Aufgabenstellung:
1. Erklären Sie in ein bis drei Sätzen, aus welchem Grund ein Schiedsrichter laut Brent Reiber im Text zur Videoüberprüfung im Hockey zum Video geht und aus welchem Grund im Fussball.
2. Schreiben Sie aus dem Text zur Videoüberprüfung den Abschnitt wortgetreu ab, beginnend bei „Was die Arbeit“ und endend bei „nachträglich empfindlich gebüsst.“.
3. Beantworten Sie anhand des Texts zur Videoüberprüfung kurz die folgenden Fragen:
(a) Was denken die Fans im Hockey, wenn der Schiedsrichter auf dem Video nachschaut?
(b) Was geschieht im Hockey mit einem Spieler, der eine Schwalbe gemacht hat?
(c) Wie reagiert ein Hockeyspieler laut dem Text auf Schmerz?

Textauszug:
┄┄┄┄┄┄┄┄┄┄┄┄┄┄┄┄┄┄┄┄

Brent Reiber sagt, die Video-Assistenten seien nach einem Spiel wegen dieser Anspannung oft so fix und fertig wie der Schiedsrichter auf dem Feld. Was sind – abgesehen von einem unterschiedlichen Prozedere (im Fussball kann beispielsweise der Coach anders als im Hockey nicht mit einer Coaches Challenge eingreifen) – die Video-Unterschiede zwischen Hockey und Fussball? Brent Reiber erklärt es so: «Im Hockey gehe ich als Schiedsrichter zum Video, um eine bessere Entscheidungsgrundlage zu haben. Im Fussball, weil ich einen Fehler gemacht habe und vom VAR aufgefordert worden bin, zum Video zu gehen.»
In diesem Satz steckt der Kern des Problems: Im Eishockey ist die Videoüberprüfung ein Werkzeug, im Fussball eine Art Beichte. Zwei Philosophien, zwei Denkschulen – und sie prägen die Art, wie Schiedsrichter arbeiten, denken und vor allem auch, wie sie vom Publikum wahrgenommen werden.
Im Hockey denken die Fans: Gut, schaut er auf dem Video nach. Das ist professionell.
Im Fussball hingegen: Aha, er hatte wieder mal Tomaten auf den Augen. Der Gang zum Video wird so oft ein gefühlter Gang nach Canossa.
Was die Arbeit der Unparteiischen im Fussball erschwert: «Der Fussball hat eine über hundert Jahre gewachsene Kultur der Schauspielerei», sagt der kanadisch-schweizerische Doppelbürger.
Oder noch einfacher erklärt: Im Hockey gilt das «Schwalbenmachen» als Betrug. Jede Partie wird hinterher auf dem Video überprüft und wer eine Schwalbe gemacht hat, nachträglich empfindlich gebüsst.
Brent Reiber weist auf einen weiteren Unterschied hin: «Im Hockey wird die Aktion beurteilt – korrekt oder nicht, und gut ist. Im Fussball auch, aber wer laut schreit, sich spektakulär wälzt, wer den Schmerz zelebriert, kann mit dieser Reaktion die Entscheidung des Schiedsrichters beeinflussen.»
Ein Hockeyspieler dagegen unterdrücke den Schmerz, stehe wortlos auf und mache weiter.
Wer als Chronist Polemik mag, sagt es so: Hockeyspieler sind raue, harte Männer. Fussballer Weicheier. Hockey ist ehrlicher.

┄┄┄┄┄┄┄┄┄┄┄┄┄┄┄┄┄┄┄┄

Extrahierte Einträge:
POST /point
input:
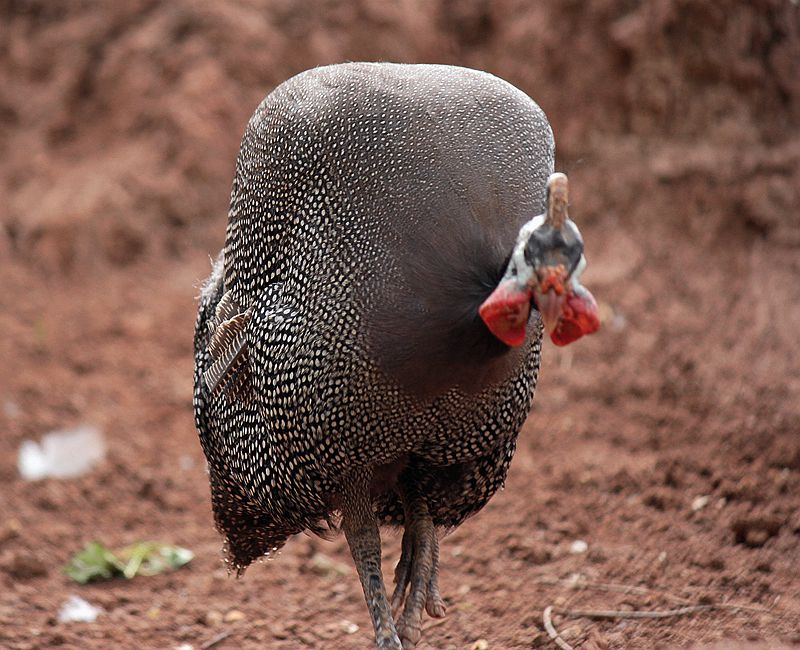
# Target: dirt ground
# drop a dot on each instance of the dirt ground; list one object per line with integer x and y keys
{"x": 669, "y": 443}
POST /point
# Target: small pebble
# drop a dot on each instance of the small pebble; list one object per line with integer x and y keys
{"x": 348, "y": 626}
{"x": 213, "y": 618}
{"x": 578, "y": 546}
{"x": 233, "y": 616}
{"x": 76, "y": 609}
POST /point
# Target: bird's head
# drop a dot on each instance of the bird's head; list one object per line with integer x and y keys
{"x": 544, "y": 269}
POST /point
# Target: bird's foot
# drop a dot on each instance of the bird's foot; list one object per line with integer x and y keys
{"x": 417, "y": 580}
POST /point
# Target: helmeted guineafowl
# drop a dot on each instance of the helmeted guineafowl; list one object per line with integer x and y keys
{"x": 368, "y": 342}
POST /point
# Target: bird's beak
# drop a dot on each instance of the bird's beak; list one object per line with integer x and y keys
{"x": 550, "y": 306}
{"x": 568, "y": 310}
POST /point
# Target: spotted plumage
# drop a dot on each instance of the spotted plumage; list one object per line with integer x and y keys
{"x": 373, "y": 209}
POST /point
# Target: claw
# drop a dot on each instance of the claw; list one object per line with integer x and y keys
{"x": 417, "y": 578}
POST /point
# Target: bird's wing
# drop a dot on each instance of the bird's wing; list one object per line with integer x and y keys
{"x": 229, "y": 371}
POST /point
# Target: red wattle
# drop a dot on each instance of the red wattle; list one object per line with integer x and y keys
{"x": 506, "y": 311}
{"x": 579, "y": 317}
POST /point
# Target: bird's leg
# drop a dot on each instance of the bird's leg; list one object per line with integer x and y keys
{"x": 361, "y": 531}
{"x": 417, "y": 570}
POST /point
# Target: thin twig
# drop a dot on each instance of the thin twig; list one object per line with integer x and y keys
{"x": 551, "y": 630}
{"x": 215, "y": 640}
{"x": 612, "y": 613}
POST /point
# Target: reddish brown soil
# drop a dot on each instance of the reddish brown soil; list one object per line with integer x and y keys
{"x": 679, "y": 124}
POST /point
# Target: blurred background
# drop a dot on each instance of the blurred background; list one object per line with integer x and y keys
{"x": 669, "y": 443}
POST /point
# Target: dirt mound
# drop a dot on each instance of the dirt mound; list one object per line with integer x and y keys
{"x": 668, "y": 442}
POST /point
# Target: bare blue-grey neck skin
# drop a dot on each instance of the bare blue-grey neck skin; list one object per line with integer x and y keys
{"x": 461, "y": 167}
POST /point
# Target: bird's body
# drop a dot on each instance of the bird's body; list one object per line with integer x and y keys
{"x": 338, "y": 344}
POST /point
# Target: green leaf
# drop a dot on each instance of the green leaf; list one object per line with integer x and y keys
{"x": 97, "y": 562}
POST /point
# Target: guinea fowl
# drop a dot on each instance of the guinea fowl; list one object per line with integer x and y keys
{"x": 368, "y": 342}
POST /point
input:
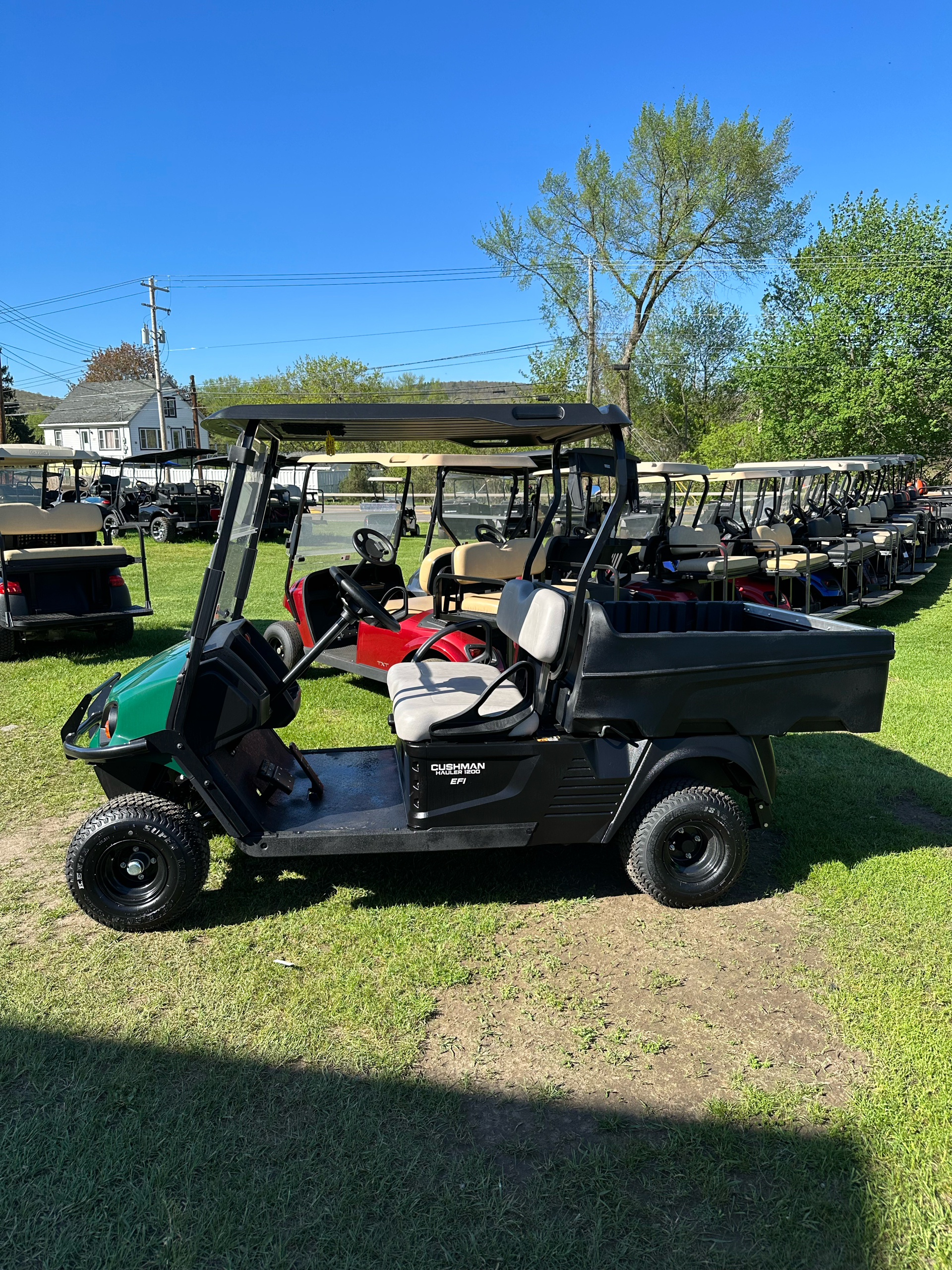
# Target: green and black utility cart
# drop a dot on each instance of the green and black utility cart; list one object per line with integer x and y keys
{"x": 619, "y": 720}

┄┄┄┄┄┄┄┄┄┄┄┄┄┄┄┄┄┄┄┄

Lösungen:
1. Im Hockey geht der Schiedsrichter zum Video, um eine bessere Entscheidungsgrundlage zu haben. Im Fussball geht er hin, weil er einen Fehler gemacht hat und vom VAR dazu aufgefordert worden ist.

2.
Was die Arbeit der Unparteiischen im Fussball erschwert: «Der Fussball hat eine über hundert Jahre gewachsene Kultur der Schauspielerei», sagt der kanadisch-schweizerische Doppelbürger.
Oder noch einfacher erklärt: Im Hockey gilt das «Schwalbenmachen» als Betrug. Jede Partie wird hinterher auf dem Video überprüft und wer eine Schwalbe gemacht hat, nachträglich empfindlich gebüsst.

3.
(a) Sie denken: Gut, er schaut auf dem Video nach, und das ist professionell.
(b) Jede Partie wird hinterher auf dem Video überprüft, und der Spieler wird nachträglich empfindlich gebüsst.
(c) Er unterdrückt den Schmerz, steht wortlos auf und macht weiter.